**Page**
----
Date: Friday, October 30, 2009
Author: Patricia Hurtado and Thom Weidlich, Bloomberg.com

Bear Stearns Cos. told investors after two of its hedge funds collapsed that the funds’ exposure to subprime-related securities was 10 times what a broker believed them to have been, the man testified at a fraud trial.

Prosecutors displayed brochures and data given in 2006 and 2007 to investors in hedge funds managed by Ralph Cioffi and Matthew Tannin that said about 6.2 percent of assets were invested in subprime residential mortgage-backed securities. Shelley Bergman, the former Bear Stearns broker, said yesterday in the fraud trial of the two men in federal court in Brooklyn, New York, that after the funds unraveled in June 2007, the company issued talking points to employees, telling them to inform investors the subprime exposure was actually 60 percent.

“In June we found out that the fund had imploded and that it was invested heavily in subprime,” Bergman said. “Over 60 percent was invested in subprime.”
----
**Problem set**
**a)** Name every person mentioned in the Bear Stearns trial article, including its byline.
**b)** Go on with the article about the Bear Stearns hedge fund trial, beginning after Bergman's last quoted sentence.

**Material provided**
----
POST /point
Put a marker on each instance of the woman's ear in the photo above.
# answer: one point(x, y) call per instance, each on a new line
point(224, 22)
----
**Results in order**
**a)** Patricia Hurtado, Thom Weidlich, Ralph Cioffi, Matthew Tannin, Shelley Bergman

**b)**
Cioffi, 53, the portfolio manager, and Tannin, 48, his chief operating officer, are accused of misleading investors about the health of the funds, which cost investors $1.6 billion when they collapsed, prosecutors have told the jury. The government alleges that by March 2007, both men knew the funds were in danger of failing and kept touting them to clients.

The two are charged with conspiracy, securities fraud and wire fraud, and face as long as 20 years in prison if convicted of the most serious count. Both have pleaded not guilty.

The trial ended its third week yesterday and is scheduled to resume Nov. 2.

‘A Perfect Storm’

Cioffi’s lawyer, Dane Butswinkas, contends the failure of the funds was the result of “a perfect storm” brought on by the financial crisis and that investors whom he described to the jury as “ostriches” didn’t pay close attention to what his client was telling them about the funds.

Butswinkas previously questioned Bergman on cross- examination about statements he made to the FBI that he was surprised to hear in June 2007 that the funds were invested in subprime-related securities. The defense lawyer continued yesterday to press the government’s witness on how much he knew about the subprime exposure and when.

Bergman, who first invested in one of Cioffi’s funds in 2003, testified he would have avoided a fund that was so heavily exposed to subprime-related securities because he was wary of real estate-linked assets in 2007.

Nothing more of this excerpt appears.